Work to complete. Return exactly the lines of the records below, starting at the line that contains "BBOX ceiling fan light fixture" and ending at the line that contains "BBOX closet doorway", with both of those lines kept.

Data provided.
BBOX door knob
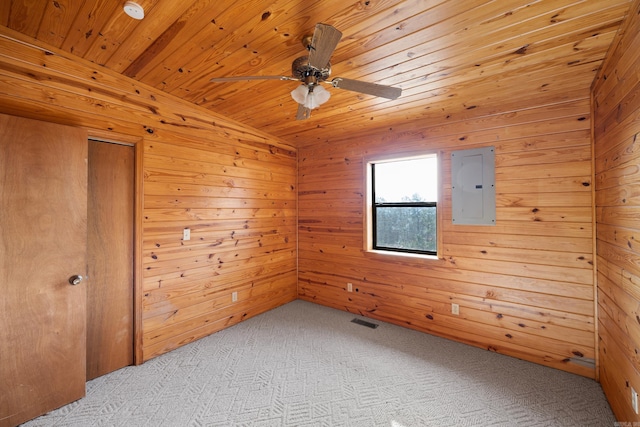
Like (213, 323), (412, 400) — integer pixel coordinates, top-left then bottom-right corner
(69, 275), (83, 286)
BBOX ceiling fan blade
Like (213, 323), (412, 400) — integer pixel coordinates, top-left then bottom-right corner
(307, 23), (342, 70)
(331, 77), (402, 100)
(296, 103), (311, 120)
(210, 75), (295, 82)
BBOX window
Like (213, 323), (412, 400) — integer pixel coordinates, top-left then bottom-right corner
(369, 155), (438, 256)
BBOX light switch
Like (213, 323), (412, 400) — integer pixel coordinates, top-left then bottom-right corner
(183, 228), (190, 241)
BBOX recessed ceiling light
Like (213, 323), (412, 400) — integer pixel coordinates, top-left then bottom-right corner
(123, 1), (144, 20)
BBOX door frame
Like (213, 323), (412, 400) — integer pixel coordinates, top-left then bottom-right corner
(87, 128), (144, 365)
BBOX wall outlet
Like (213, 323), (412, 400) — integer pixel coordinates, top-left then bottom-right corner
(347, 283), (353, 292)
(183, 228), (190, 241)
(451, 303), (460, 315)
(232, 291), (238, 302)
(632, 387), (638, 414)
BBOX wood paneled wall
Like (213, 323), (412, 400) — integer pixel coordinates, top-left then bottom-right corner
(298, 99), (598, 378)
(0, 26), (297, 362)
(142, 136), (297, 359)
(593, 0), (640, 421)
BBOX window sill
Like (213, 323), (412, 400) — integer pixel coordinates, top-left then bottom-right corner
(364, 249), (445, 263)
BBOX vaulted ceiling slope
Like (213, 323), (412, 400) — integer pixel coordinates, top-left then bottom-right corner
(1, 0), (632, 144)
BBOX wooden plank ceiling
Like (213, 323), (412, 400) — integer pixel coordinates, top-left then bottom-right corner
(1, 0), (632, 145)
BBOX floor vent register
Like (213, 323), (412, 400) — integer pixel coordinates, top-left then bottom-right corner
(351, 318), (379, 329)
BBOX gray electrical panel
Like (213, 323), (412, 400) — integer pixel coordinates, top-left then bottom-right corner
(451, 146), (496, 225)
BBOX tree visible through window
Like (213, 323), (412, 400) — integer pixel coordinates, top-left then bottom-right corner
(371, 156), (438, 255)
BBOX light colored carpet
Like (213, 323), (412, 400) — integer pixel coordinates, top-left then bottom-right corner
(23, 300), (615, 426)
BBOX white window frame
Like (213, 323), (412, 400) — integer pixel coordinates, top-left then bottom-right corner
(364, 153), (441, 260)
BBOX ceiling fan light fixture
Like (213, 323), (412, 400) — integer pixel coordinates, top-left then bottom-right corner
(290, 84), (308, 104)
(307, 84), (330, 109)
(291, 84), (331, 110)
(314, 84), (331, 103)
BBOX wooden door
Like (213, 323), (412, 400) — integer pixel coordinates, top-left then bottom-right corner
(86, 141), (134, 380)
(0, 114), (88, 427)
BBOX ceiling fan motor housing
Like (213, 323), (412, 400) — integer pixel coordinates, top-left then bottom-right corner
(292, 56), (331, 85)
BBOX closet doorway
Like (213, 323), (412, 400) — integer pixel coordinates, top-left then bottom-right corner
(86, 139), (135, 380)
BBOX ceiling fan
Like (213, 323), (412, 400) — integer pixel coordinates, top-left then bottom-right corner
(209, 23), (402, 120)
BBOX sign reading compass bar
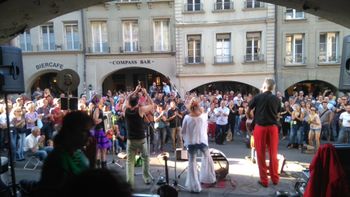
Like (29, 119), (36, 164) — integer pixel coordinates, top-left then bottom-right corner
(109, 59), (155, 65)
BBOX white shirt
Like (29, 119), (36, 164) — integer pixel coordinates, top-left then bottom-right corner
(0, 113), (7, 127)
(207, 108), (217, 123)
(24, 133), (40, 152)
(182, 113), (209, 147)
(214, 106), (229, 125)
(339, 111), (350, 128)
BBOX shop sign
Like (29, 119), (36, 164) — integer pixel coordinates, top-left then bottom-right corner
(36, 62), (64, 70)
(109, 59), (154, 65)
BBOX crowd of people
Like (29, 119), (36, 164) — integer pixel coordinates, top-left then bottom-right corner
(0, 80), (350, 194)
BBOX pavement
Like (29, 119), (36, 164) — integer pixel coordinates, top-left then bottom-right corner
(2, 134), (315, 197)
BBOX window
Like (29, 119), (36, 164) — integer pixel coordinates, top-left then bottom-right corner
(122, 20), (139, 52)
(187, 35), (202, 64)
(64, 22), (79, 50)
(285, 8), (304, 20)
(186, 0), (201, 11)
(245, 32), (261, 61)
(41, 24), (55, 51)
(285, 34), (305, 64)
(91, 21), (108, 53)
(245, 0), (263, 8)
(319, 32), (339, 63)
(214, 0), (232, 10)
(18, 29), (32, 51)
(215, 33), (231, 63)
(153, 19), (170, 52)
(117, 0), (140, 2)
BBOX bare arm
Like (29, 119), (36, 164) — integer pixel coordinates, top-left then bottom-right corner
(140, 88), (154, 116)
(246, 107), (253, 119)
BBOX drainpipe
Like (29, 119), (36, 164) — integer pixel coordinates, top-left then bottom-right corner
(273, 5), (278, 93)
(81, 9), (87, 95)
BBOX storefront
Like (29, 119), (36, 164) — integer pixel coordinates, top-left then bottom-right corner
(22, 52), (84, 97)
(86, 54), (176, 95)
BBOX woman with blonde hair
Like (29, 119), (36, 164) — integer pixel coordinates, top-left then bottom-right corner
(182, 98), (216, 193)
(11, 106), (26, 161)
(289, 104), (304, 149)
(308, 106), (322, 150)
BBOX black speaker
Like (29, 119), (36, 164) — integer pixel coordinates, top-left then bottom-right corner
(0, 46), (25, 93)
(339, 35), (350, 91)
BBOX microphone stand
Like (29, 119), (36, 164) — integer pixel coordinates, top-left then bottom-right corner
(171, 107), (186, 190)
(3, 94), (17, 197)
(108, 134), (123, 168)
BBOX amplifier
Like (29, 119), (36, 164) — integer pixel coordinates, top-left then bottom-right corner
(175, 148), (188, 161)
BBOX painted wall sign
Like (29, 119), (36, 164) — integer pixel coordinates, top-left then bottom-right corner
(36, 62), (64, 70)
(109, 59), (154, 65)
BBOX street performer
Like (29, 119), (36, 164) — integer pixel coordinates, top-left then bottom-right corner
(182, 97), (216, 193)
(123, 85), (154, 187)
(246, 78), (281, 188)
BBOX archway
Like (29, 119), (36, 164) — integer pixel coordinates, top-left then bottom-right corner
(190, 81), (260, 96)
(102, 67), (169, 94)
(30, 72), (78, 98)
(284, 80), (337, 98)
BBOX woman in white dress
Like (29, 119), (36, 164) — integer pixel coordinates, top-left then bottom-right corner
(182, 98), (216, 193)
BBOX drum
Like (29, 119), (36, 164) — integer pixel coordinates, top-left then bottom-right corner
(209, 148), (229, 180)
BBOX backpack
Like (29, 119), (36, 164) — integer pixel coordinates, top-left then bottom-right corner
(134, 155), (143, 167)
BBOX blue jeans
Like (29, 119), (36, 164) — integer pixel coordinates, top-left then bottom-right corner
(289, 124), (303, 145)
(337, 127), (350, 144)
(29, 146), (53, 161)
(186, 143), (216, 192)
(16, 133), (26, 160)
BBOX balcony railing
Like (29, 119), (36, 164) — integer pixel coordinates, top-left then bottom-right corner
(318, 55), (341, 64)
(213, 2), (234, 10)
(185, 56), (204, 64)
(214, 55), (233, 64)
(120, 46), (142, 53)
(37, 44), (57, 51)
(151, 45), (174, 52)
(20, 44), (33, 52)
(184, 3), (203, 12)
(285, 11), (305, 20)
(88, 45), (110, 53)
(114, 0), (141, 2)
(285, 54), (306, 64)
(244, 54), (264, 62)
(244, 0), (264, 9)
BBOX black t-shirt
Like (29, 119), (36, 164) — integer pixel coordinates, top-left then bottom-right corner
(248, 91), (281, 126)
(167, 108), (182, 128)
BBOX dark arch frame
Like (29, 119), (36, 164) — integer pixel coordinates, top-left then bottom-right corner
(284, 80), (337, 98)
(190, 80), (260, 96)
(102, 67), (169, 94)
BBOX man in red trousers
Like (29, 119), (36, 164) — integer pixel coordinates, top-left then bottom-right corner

Written answer.
BBOX ceiling fan light fixture
Like (213, 323), (412, 400) — integer pixel coordinates, top-left then bottom-right corner
(290, 84), (308, 104)
(307, 84), (330, 109)
(291, 84), (331, 110)
(314, 84), (331, 103)
BBOX wooden door
Like (213, 323), (412, 400) — integer pixel coordinates, top-left then bottom-right corner
(86, 141), (134, 380)
(0, 114), (88, 427)
BBOX ceiling fan motor housing
Like (213, 323), (412, 400) — integer pixel coordinates, top-left then bottom-right corner
(292, 56), (331, 85)
BBOX closet doorway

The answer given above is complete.